ACTION ITEM:
Only lines holding "then" are needed; copy each of them from the data below.

ENTRIES PROVIDED:
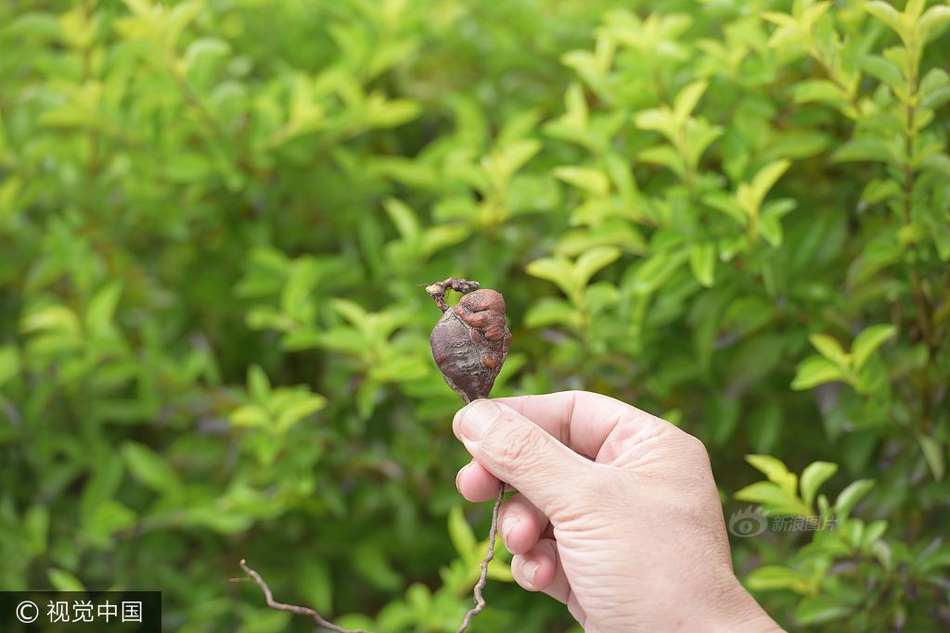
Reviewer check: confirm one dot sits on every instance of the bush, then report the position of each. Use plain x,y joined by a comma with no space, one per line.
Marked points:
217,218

* * *

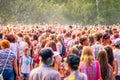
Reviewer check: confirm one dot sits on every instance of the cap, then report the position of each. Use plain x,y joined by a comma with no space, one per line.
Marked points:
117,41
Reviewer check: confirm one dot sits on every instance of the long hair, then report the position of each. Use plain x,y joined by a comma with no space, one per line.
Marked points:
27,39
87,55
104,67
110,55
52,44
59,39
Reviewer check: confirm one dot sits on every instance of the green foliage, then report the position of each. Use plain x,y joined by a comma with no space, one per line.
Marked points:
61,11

ANSWER TO THIS EXERCISE:
Reviewer check: confirm one dot sits on every instance of the bush, then report the position of each. Use plain x,y joined by a comma with no space, one per line.
Reviewer check: confirm one dot sits on every instance of the cap, then report the position of each. Use plain x,y joined by a comma with no space, one per line.
Reviewer check: confirm one dot sits on every instance of the long hair, then report the position of each. Use plain x,y joined by a comma with no space, one per line.
Reviewer check: confirm one dot sits on every instance of the green foliage, then report the position of each. Use plain x,y joined by a comma with no space, one per line.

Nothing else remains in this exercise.